• SHORT PROBLEM: Find each line in the rows below that contains the word "trace" and copy those lines out.

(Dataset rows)
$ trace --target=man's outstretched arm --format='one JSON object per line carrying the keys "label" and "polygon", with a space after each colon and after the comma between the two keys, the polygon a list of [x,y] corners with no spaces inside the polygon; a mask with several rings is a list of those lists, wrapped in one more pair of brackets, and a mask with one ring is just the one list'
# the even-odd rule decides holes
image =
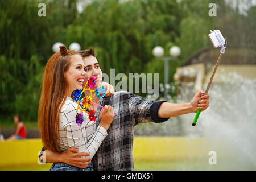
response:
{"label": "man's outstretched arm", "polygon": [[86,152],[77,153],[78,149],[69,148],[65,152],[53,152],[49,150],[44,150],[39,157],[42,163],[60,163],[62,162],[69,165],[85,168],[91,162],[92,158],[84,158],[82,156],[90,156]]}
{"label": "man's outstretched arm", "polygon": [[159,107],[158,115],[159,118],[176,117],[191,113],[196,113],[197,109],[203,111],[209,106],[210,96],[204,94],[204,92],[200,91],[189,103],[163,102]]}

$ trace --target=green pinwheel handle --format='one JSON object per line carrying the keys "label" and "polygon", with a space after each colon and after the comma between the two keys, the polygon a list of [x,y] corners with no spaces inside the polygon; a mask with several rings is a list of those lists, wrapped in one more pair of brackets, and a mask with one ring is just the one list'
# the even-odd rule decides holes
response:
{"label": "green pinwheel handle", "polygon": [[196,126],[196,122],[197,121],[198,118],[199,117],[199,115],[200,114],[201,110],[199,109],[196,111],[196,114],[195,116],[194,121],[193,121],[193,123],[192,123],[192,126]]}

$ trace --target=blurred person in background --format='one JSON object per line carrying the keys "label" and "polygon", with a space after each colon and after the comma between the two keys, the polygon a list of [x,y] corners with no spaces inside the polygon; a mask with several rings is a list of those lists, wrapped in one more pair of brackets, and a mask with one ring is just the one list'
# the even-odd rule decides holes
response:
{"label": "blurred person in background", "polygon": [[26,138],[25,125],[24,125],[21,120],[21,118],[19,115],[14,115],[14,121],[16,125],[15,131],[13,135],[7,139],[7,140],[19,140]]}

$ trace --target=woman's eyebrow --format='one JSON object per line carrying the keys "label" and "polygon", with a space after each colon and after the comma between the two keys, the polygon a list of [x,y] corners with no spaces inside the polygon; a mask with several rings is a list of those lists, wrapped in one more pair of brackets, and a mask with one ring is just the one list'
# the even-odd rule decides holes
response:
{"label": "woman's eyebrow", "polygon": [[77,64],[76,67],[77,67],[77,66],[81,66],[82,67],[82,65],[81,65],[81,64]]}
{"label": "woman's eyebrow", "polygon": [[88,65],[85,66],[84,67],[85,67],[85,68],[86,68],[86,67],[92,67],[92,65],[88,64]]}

• ANSWER TO THIS TASK:
$ trace --target=man's outstretched arm --format='one JSON object per line carrying the keys "label" and "polygon", with a space after each colon and after the comma between the two keys, the polygon a list of [x,y] corners with no spaces inside the polygon; a mask with several rings is a list of those lists, wrapped in one more pair of brackets, and a mask with one ring is just the one list'
$ trace --target=green pinwheel handle --format='one JSON object per line carrying the keys "label" and "polygon", with a space after each colon and after the comma between the two keys, the polygon a list of [x,y] corners with no spaces inside the polygon; a mask with several rings is a list of those lists, wrapped in one more pair of brackets, and a mask with one ring is just the one list'
$ trace --target=blurred person in background --format='one JSON object per line carrying the keys "label" and "polygon", with a space after each colon and after the comma between the two keys, the polygon a list of [x,y] corners with no spaces inside the polygon; a mask with several rings is a list of those lists, wrapped in one more pair of brackets, and a mask with one ring is just the one list'
$ trace --target=woman's eyebrow --format='one JSON object per line carrying the keys "label" and "polygon", with a space after each colon and after the comma between the two keys, the polygon a list of [x,y] corners with no spaces inside the polygon; a mask with several rings is a list of those lists, wrapped in one more pair of brackets, and a mask with one ring is just the one list'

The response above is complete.